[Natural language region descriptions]
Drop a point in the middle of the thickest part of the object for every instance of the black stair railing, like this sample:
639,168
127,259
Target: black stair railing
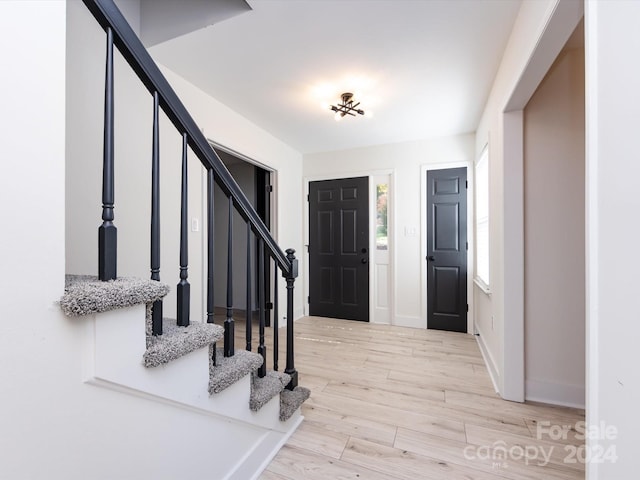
120,35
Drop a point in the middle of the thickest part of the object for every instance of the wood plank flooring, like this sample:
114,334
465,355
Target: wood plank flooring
393,403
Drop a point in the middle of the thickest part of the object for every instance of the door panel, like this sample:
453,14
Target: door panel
447,249
338,248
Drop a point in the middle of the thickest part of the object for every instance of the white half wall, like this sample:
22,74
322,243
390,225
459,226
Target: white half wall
406,162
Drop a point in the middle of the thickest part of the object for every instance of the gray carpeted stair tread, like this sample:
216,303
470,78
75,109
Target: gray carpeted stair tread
265,388
230,369
86,295
177,341
290,401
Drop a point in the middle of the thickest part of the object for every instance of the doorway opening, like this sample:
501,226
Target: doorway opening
257,184
447,246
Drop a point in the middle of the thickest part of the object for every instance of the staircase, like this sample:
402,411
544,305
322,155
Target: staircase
133,347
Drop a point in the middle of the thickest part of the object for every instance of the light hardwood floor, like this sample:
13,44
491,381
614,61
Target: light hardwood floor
397,403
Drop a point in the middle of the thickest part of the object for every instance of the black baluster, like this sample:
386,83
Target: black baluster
291,277
229,350
262,349
249,300
210,245
275,316
156,317
107,232
183,289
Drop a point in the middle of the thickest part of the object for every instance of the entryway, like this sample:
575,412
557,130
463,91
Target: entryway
447,249
339,248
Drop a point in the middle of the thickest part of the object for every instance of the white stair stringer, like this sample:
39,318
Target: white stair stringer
115,348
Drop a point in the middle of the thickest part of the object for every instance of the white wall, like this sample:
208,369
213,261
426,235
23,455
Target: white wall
133,171
541,29
554,235
405,161
613,330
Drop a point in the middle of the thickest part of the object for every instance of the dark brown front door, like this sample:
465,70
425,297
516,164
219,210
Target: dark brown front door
447,249
339,248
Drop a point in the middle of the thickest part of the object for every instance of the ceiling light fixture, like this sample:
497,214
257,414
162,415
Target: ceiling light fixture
347,107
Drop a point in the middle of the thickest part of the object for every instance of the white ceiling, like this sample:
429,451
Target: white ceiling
423,67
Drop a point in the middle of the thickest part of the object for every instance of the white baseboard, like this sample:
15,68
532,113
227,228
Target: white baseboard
407,321
562,394
489,362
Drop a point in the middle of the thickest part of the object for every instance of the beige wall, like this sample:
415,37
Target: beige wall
554,234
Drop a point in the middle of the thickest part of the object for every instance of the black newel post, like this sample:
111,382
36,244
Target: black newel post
229,349
183,288
262,349
249,309
290,278
156,316
275,316
107,232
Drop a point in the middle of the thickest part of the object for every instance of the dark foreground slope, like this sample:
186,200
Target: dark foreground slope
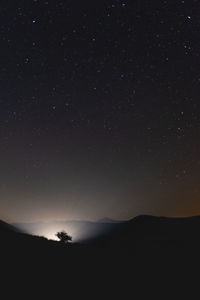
147,251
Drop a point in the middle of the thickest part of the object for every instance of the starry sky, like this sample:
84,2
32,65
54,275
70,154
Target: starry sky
99,109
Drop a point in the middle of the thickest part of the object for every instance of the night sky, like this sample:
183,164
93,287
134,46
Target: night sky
99,109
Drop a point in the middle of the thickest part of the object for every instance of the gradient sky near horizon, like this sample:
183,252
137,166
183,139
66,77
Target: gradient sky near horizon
99,109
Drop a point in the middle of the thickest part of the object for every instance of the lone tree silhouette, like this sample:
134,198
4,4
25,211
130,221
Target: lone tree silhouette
63,237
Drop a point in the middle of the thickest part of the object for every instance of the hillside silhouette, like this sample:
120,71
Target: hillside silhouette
145,249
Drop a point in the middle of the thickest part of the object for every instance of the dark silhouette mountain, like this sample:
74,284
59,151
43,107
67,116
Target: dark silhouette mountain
148,249
81,231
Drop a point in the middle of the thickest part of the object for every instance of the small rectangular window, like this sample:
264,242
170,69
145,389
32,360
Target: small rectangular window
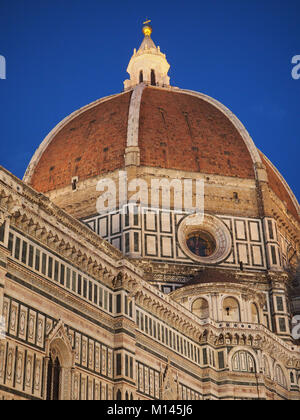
105,299
279,301
10,242
62,274
270,226
127,243
119,364
130,309
221,360
110,303
79,289
136,241
118,304
44,263
126,221
68,284
273,254
136,216
131,367
24,252
204,354
282,325
95,294
90,291
101,297
126,365
17,248
50,267
56,270
85,288
2,232
37,260
30,256
74,275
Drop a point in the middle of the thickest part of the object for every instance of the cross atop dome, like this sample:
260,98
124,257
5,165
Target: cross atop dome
147,65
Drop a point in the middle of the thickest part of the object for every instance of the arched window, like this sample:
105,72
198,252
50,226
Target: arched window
53,378
243,361
279,377
200,308
267,371
231,310
153,79
254,314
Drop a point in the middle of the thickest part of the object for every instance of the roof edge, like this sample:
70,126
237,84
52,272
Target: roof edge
48,139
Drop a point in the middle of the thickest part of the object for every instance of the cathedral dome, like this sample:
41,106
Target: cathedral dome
171,128
152,124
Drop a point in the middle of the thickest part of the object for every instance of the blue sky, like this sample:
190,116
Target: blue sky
64,54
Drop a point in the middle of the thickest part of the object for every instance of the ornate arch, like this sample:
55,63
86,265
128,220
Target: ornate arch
60,359
248,350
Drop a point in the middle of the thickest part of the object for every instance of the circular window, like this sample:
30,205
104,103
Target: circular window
201,243
204,238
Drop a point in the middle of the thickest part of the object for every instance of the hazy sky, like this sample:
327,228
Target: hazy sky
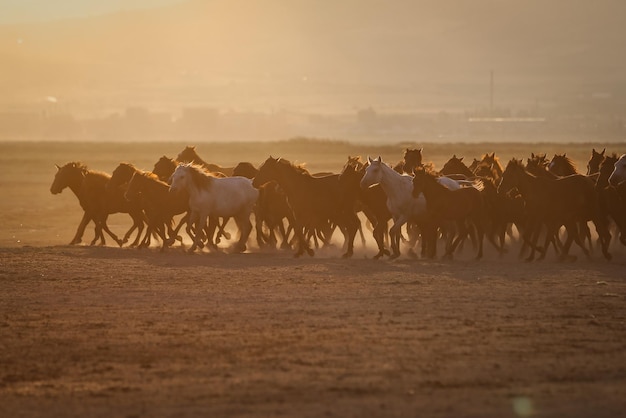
20,11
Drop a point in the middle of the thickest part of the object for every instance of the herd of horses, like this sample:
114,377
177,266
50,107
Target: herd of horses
541,203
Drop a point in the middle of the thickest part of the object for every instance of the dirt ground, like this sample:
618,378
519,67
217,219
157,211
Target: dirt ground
121,332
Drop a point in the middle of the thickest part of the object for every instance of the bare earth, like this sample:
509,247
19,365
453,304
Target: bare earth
120,332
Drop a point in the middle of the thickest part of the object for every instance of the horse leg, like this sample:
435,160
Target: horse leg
601,224
212,238
394,233
577,235
139,224
221,232
245,227
196,221
81,229
352,226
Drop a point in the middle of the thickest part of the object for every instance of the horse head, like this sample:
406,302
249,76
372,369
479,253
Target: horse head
593,166
373,173
511,176
70,175
619,172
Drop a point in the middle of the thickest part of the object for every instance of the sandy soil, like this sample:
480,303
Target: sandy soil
120,332
123,332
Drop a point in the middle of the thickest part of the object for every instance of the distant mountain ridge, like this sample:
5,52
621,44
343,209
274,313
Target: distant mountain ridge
279,44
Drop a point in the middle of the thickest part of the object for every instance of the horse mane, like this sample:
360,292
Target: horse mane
201,178
76,165
149,175
191,156
299,168
570,163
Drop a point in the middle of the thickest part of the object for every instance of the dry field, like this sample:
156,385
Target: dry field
106,331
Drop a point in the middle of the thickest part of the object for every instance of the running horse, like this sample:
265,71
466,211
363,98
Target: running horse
159,205
189,155
372,201
462,206
619,171
456,167
89,187
411,160
561,165
212,197
556,202
317,202
402,205
593,166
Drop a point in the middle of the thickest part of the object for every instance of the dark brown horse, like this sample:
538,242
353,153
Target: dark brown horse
272,209
463,206
160,206
90,188
456,166
164,168
245,169
117,186
317,202
411,160
593,166
189,155
553,203
561,165
373,201
488,167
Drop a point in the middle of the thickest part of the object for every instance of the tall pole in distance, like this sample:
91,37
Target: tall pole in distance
491,94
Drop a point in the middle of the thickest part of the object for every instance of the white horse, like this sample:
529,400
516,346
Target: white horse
400,202
619,172
213,197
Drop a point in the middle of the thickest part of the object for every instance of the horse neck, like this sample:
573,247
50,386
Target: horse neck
605,169
289,178
393,183
76,183
527,184
433,190
152,186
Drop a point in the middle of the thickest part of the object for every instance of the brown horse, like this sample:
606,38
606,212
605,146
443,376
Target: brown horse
189,155
317,202
488,167
90,188
462,206
245,169
117,185
373,201
271,210
411,160
456,166
593,166
553,203
164,168
160,206
561,165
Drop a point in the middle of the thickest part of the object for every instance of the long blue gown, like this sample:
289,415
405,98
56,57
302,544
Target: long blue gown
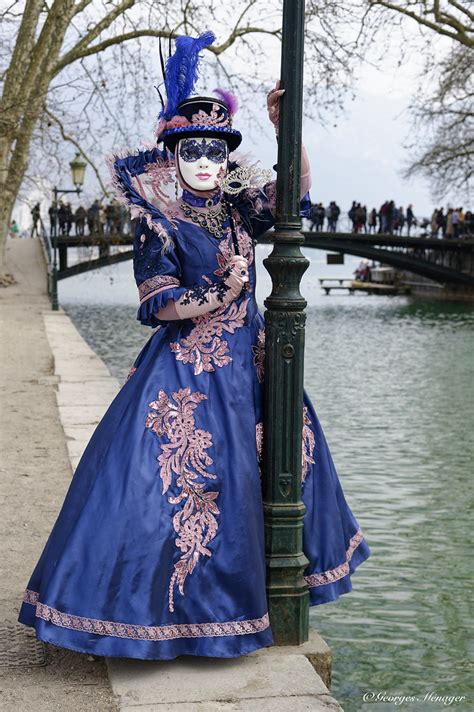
158,549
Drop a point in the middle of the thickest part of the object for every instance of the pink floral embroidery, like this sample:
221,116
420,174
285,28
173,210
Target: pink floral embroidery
204,347
30,597
177,122
259,441
307,445
156,284
145,632
212,119
185,456
226,247
258,351
340,571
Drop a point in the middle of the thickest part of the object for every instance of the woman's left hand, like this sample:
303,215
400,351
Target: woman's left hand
273,103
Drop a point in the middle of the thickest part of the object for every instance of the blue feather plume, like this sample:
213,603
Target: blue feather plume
182,70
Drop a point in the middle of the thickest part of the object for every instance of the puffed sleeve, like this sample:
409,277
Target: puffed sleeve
257,208
157,269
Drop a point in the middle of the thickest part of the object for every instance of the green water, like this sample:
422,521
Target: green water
391,381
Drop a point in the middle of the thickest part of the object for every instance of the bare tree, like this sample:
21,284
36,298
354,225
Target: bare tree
441,147
444,122
73,64
450,18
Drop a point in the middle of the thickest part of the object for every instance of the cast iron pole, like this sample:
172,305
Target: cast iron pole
284,352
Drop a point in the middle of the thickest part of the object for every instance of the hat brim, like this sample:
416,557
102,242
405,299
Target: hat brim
232,137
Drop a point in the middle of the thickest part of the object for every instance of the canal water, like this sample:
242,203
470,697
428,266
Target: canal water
392,382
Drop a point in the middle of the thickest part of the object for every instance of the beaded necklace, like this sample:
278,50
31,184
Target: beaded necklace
212,219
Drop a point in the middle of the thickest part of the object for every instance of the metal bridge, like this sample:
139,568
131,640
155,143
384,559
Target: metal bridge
443,261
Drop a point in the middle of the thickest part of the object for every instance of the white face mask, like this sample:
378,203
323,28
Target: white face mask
202,161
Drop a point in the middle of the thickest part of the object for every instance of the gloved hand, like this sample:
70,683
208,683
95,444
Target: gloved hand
199,299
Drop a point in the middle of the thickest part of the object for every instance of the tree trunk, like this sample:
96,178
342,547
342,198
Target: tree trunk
26,84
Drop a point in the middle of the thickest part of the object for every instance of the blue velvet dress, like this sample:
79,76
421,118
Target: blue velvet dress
158,549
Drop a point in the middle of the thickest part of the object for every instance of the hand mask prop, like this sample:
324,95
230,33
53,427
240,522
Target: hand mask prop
202,162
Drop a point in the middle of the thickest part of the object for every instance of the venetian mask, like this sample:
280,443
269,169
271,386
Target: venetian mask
202,162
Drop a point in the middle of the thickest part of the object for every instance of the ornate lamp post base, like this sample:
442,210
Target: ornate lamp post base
287,590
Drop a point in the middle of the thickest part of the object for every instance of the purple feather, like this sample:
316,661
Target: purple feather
182,70
228,98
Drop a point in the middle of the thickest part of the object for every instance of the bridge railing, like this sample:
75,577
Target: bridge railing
47,247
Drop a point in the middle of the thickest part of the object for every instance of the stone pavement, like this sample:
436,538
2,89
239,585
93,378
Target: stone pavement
35,473
273,679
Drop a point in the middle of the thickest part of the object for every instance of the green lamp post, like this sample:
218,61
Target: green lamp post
78,170
284,352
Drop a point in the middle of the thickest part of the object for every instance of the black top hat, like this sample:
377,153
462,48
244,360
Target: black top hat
201,116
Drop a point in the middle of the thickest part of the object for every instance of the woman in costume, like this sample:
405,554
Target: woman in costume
158,550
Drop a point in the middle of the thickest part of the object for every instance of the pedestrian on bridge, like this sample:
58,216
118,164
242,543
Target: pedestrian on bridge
411,220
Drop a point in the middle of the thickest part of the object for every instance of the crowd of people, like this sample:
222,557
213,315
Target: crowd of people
392,220
98,219
104,219
452,223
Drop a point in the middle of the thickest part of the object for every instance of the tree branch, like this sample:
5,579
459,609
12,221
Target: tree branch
79,50
74,54
461,31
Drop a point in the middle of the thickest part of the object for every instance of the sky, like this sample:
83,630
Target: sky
360,154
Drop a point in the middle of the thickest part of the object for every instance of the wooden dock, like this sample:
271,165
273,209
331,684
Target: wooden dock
330,284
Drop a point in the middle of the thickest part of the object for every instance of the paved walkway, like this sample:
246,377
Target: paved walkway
65,379
34,475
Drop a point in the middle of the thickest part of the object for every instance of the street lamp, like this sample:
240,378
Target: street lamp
287,591
78,169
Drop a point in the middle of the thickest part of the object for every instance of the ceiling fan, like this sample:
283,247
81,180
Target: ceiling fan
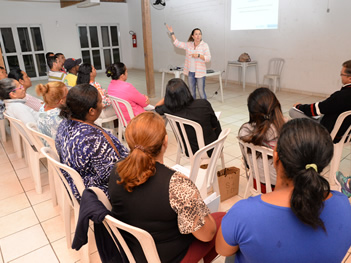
65,3
158,4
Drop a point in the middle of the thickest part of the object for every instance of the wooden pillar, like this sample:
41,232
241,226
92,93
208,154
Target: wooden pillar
148,55
2,64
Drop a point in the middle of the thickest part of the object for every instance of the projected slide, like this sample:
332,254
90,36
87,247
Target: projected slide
254,14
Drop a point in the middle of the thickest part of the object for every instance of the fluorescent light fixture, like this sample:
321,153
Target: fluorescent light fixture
88,3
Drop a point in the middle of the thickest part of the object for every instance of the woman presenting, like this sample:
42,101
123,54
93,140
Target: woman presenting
197,53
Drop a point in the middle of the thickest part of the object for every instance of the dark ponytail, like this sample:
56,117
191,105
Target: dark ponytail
265,110
305,149
115,71
80,99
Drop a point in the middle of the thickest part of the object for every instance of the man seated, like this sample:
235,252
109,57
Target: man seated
55,66
72,66
330,108
3,75
13,93
26,82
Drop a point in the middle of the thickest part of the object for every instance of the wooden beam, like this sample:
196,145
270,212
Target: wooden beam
114,1
148,55
65,3
1,60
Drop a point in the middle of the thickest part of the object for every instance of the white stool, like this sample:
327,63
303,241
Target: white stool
242,71
217,73
177,73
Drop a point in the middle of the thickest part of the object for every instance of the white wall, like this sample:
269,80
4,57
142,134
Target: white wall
59,25
314,43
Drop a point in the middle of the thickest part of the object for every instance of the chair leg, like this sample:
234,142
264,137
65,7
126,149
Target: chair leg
35,168
16,141
3,129
178,156
51,173
222,160
120,130
335,163
274,85
67,219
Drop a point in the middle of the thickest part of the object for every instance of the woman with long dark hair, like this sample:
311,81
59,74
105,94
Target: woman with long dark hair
147,194
302,220
263,127
87,74
197,54
83,145
179,102
119,88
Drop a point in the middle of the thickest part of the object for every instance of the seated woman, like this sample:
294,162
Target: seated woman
147,194
178,101
263,127
119,88
81,144
26,82
54,95
302,220
87,74
13,94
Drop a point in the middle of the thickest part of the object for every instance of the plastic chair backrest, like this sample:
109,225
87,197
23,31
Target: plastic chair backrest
116,104
210,179
39,137
112,225
178,128
23,131
275,66
256,153
145,239
54,160
345,138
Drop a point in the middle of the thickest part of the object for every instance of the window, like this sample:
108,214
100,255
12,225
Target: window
23,47
99,45
254,14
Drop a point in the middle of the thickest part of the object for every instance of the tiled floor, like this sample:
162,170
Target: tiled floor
32,230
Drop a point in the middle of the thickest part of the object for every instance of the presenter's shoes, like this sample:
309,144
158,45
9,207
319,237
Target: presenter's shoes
345,183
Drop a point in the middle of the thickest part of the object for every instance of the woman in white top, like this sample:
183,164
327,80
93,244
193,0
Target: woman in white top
197,53
263,127
54,94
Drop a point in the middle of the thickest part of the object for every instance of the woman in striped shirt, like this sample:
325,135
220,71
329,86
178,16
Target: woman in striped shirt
197,54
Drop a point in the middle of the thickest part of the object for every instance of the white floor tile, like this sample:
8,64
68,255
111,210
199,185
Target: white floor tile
23,242
13,204
41,255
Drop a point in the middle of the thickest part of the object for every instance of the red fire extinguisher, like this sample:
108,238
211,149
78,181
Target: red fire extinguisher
134,41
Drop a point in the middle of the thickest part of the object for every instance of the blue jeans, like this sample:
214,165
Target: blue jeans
197,82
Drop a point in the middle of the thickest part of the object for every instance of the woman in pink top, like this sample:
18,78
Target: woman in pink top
197,53
121,89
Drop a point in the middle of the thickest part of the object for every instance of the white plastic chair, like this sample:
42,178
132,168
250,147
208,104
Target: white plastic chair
16,139
109,120
338,147
274,71
38,140
180,133
113,225
3,129
251,154
122,122
40,137
205,179
33,153
69,201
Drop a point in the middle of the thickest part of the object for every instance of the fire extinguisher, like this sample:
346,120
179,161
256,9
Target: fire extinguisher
134,41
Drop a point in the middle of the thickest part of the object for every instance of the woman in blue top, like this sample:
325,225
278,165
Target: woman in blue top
81,144
302,220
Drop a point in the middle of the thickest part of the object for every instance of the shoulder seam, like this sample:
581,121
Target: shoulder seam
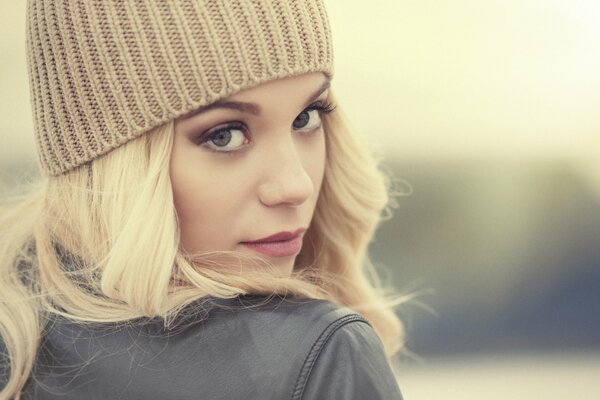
316,349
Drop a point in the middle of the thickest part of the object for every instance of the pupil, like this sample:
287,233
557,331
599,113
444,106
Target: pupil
301,120
222,138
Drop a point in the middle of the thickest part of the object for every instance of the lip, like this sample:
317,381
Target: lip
281,244
279,236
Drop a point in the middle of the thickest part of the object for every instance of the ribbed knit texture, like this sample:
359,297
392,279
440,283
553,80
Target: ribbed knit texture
103,72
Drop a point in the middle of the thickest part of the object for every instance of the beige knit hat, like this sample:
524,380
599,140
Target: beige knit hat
103,72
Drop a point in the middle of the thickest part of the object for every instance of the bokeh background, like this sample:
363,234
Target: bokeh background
486,115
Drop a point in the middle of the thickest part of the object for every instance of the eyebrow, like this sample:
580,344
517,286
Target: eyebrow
251,108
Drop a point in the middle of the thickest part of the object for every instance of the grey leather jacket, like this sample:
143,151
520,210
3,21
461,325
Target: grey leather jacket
284,349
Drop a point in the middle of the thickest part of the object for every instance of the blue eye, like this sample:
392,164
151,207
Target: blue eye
225,139
230,138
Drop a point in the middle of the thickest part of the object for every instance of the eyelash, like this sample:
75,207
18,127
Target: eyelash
323,107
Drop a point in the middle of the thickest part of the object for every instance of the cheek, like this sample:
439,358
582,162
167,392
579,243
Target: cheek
315,159
205,202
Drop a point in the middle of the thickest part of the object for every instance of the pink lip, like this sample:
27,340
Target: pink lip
282,244
280,236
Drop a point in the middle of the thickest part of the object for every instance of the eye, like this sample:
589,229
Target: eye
225,139
310,118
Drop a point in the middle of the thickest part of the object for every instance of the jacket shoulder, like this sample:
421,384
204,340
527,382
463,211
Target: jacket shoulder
246,347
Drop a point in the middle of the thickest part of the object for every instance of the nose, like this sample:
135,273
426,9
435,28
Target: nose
286,180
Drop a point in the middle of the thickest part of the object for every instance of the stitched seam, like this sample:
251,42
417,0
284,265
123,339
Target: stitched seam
315,350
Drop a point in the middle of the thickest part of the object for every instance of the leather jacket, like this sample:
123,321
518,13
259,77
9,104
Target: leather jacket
283,349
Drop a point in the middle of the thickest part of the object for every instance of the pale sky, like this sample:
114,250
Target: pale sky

Task statement. Report every line above that has the string "pale" in it.

Task response.
Drop a point in the middle of the thickest part of the object for every instance of the pale sky, like this sample:
Target: pale sky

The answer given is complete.